PROMPT:
Could you print every record below exactly as written?

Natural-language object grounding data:
....

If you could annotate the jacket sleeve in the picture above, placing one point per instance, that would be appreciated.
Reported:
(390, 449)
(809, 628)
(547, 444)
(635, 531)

....

EXERCISE RESULT:
If you could annotate the jacket sleeve in the picture above, placing one point per instance, that would be appreciated.
Reported:
(390, 449)
(809, 628)
(547, 444)
(635, 531)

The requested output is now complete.